(Records from a dataset)
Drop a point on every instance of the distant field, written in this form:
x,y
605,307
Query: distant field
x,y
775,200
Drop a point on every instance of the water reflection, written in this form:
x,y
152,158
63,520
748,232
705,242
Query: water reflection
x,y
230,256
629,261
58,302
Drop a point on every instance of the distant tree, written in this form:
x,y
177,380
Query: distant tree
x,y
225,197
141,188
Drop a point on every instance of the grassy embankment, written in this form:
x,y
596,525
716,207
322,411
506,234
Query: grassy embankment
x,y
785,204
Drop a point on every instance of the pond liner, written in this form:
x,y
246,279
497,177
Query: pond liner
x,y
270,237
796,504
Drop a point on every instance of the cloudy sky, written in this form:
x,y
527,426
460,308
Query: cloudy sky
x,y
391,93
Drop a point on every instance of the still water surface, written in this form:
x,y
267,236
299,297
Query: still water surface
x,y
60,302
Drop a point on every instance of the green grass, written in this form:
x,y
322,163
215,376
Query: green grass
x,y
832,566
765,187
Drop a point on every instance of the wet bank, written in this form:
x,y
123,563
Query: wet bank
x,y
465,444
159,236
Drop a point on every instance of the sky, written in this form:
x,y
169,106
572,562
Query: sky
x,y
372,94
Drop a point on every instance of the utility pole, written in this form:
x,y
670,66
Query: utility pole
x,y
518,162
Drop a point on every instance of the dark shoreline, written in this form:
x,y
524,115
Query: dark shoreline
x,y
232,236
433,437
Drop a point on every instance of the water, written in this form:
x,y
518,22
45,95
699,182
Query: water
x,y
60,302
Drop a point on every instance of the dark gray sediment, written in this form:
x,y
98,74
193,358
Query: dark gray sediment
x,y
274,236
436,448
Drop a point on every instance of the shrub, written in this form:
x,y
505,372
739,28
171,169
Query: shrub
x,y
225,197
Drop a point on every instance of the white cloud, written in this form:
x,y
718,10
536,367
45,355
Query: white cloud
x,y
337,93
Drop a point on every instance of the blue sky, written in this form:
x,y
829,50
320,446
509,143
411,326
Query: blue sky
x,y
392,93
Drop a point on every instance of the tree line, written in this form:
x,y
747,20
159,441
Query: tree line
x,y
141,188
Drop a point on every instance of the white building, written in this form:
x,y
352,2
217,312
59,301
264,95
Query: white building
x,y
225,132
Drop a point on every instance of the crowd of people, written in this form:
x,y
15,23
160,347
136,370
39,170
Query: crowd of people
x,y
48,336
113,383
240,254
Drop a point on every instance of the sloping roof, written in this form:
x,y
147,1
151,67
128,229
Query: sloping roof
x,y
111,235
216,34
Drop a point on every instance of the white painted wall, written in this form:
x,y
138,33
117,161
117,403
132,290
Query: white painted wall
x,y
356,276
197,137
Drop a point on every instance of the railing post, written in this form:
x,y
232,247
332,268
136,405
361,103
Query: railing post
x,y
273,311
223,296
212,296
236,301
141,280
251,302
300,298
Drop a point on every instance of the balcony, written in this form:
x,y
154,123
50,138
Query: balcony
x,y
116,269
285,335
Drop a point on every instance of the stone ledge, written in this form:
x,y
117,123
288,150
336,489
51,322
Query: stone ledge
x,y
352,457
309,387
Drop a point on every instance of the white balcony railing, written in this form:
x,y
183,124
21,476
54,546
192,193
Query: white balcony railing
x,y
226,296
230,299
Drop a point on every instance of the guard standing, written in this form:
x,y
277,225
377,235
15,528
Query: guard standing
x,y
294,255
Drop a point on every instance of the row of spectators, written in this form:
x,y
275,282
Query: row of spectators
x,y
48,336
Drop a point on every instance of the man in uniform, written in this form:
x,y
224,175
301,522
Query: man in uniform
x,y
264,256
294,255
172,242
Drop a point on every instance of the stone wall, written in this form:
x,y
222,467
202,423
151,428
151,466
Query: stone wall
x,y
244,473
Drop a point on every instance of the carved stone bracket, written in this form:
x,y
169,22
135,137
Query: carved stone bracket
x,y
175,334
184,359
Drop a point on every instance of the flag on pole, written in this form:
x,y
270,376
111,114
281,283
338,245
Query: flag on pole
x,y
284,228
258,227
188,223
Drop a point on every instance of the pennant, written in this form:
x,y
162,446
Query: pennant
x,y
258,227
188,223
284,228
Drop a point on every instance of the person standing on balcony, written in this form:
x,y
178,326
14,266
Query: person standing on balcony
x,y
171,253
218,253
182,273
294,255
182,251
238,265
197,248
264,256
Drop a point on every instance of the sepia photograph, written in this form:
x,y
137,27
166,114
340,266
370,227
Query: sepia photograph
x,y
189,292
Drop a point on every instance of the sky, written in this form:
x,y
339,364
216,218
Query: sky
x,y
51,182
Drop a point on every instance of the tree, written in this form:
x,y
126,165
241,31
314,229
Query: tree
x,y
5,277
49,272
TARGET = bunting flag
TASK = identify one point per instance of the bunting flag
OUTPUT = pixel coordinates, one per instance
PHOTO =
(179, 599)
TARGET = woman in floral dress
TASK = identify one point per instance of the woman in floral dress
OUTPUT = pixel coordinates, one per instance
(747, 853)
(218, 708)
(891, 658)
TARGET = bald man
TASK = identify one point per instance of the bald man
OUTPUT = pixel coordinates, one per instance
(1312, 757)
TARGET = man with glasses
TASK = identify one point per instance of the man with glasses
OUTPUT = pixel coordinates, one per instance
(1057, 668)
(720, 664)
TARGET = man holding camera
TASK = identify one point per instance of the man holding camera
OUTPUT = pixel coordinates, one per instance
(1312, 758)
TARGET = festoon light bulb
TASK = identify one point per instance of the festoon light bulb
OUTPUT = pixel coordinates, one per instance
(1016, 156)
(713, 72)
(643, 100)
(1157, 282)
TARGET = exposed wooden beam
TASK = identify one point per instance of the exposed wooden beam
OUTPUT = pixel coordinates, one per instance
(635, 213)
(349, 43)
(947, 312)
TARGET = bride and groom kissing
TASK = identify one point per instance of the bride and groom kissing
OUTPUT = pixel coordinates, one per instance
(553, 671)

◆ Work instructions: Your answer must be every line from the entries that contains the string "dress", copied as it stands.

◆ Problem solution:
TARGET = woman in floral dress
TASK = identify one point per instance of the woman in floral dress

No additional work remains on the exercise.